• Passage

** BEGIN **

# Need a Bahamas Cruise Itinerary



## night0wl (Mar 20, 2006)

Hi all,

Planning for summer vacation. Our thoughts are to leave SE Florida and head to the Bahamas around the 4th of July. The cruise would be the weekends bookending the holiday...and the week between. That would be a total of 9 days total, but would need to include time to and back from the Bahamas, as we keep the boat in Fort Lauderdale. We would be joined by 1-2 couples.

Our boat is a Beneteau 343 that is fairly up to date on safety equipment (lifesling, radar, plenty of pfds, EPIRB, a couple of plbs, up to date charts). We do *NOT* have a watermaker aboard, but can hold 120 gallons of freshwater. I have a Honda EU2000 generator and a dinghy with an outboard that uses gasoline, so the plan is to travel with at least 10 gallons of gasoline. My fuel tank is 20 gallons of diesel, but I plan to carry another 10 gallons in jerry jugs...giving us a range of 300+ miles on motor alone, but we plan on sailing a lot if the wind gods provide.

So what I need help with is this:

1) ITINERARY

Need a list of places to visit - ie "Do bimini, or do the abacos, etc"
Anchorages
Things to do (ie visit the wreck of the Sapona)
Approaches to tricky locations/anchorages, etc

2) Things to prepare for

Provisioning 
Locations to provision/fuel while under way
Recommended cruising guides/books/documentation
Recommended gov't/regulatory things. I know I'll need a customs decal again (let mine expire last year) as well as a cruising permit for bahamas. Last time I went to bimini, they let me in with a $150 permit for 90 days...has this gone up?


----------



## night0wl (Mar 20, 2006)

not a single reply after 8 hours. Guess I have to go to the other forums


----------



## RichH (Jul 10, 2000)

For a 2 ~week cruise Id recommend the Abacos. 

With the proper weather window ... Leave Ft. Lauderdale for West End (Old Bahama Bay Marina to check in and overnight) or direct to Sale Cay via Memory Rock - about 24 hrs. and then check in at Spanish Wells, etc. Leave from Ft. Lauderdale well before dawn to cross the memory rock in good daylight ... its all 'visual piloting' at Memory Rock. 
From there are plenty of anchorages from Great Sale all the way to Marsh Harbour and Hopetown (not to be missed). Only difficulty will be needing a good weather window to pass the Whale Cut between Guana Key and Marsh Harbour. Powell Cay, Manjack Cay, Guana Cay (Nippers !!!), Green Turtle Cay, ManOWar Cay, Anglefish Cay, Treasure Cay (harbor), Marsh Harbour, Hopetown. Hopetown is not to be missed ... its shallow getting into Hopetown, just wait for tide and scape bottom a few times; take the southernmost channel into Hopetown for the (relative) deepest pass. Pick up a mooring inside Hopetown Harbor (fee). 
Snorkling is good on most reefs and there is a small 'fantastic' reef (Mermaid Reef) within walking distance from the 'Jib Room' in Marsh Harbour, on the (inland) Sea of Abaco ... for when its 'rough' on the 'outside'.

** END **

• Job 1
In the Bahamas cruise thread, how many gallons of freshwater can the Beneteau 343 hold?
The thread and the entries come from unrelated sources.

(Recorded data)
** BEGIN **

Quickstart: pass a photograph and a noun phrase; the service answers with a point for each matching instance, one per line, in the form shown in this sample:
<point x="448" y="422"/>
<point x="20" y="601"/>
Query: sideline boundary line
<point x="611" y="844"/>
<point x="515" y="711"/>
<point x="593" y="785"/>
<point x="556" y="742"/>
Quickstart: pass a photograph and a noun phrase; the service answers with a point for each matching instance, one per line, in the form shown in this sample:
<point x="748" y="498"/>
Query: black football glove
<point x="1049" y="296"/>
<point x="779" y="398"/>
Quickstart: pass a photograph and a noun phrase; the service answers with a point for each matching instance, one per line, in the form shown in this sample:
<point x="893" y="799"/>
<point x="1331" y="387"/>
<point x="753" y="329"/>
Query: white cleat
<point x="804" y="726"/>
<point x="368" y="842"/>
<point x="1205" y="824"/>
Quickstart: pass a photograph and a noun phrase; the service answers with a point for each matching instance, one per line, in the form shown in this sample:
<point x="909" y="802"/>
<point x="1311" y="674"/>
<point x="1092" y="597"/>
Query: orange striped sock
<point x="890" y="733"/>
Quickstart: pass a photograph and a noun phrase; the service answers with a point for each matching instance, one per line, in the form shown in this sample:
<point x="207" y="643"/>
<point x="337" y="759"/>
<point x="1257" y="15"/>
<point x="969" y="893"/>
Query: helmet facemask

** END **

• Job 2
Render every line of the Recorded data entries as a JSON list of strings, one string per line, leaving out blank lines.

• Result 1
120 gallons.

• Result 2
[
  "Quickstart: pass a photograph and a noun phrase; the service answers with a point for each matching instance, one per line, in the form shown in this sample:",
  "<point x=\"448\" y=\"422\"/>",
  "<point x=\"20\" y=\"601\"/>",
  "Query: sideline boundary line",
  "<point x=\"611\" y=\"844\"/>",
  "<point x=\"515\" y=\"711\"/>",
  "<point x=\"593\" y=\"785\"/>",
  "<point x=\"556\" y=\"742\"/>",
  "Quickstart: pass a photograph and a noun phrase; the service answers with a point for each matching instance, one per line, in the form shown in this sample:",
  "<point x=\"748\" y=\"498\"/>",
  "Query: black football glove",
  "<point x=\"1049\" y=\"296\"/>",
  "<point x=\"779\" y=\"398\"/>",
  "Quickstart: pass a photograph and a noun phrase; the service answers with a point for each matching instance, one per line, in the form shown in this sample:",
  "<point x=\"893\" y=\"799\"/>",
  "<point x=\"1331\" y=\"387\"/>",
  "<point x=\"753\" y=\"329\"/>",
  "Query: white cleat",
  "<point x=\"804\" y=\"726\"/>",
  "<point x=\"368\" y=\"842\"/>",
  "<point x=\"1205\" y=\"824\"/>",
  "Quickstart: pass a photograph and a noun phrase; the service answers with a point for each matching instance, one per line, in the form shown in this sample:",
  "<point x=\"909\" y=\"802\"/>",
  "<point x=\"1311\" y=\"674\"/>",
  "<point x=\"1092\" y=\"597\"/>",
  "Query: orange striped sock",
  "<point x=\"890\" y=\"733\"/>",
  "Quickstart: pass a photograph and a noun phrase; the service answers with a point for each matching instance, one per line, in the form shown in this sample:",
  "<point x=\"207\" y=\"643\"/>",
  "<point x=\"337\" y=\"759\"/>",
  "<point x=\"1257\" y=\"15\"/>",
  "<point x=\"969\" y=\"893\"/>",
  "Query: helmet facemask"
]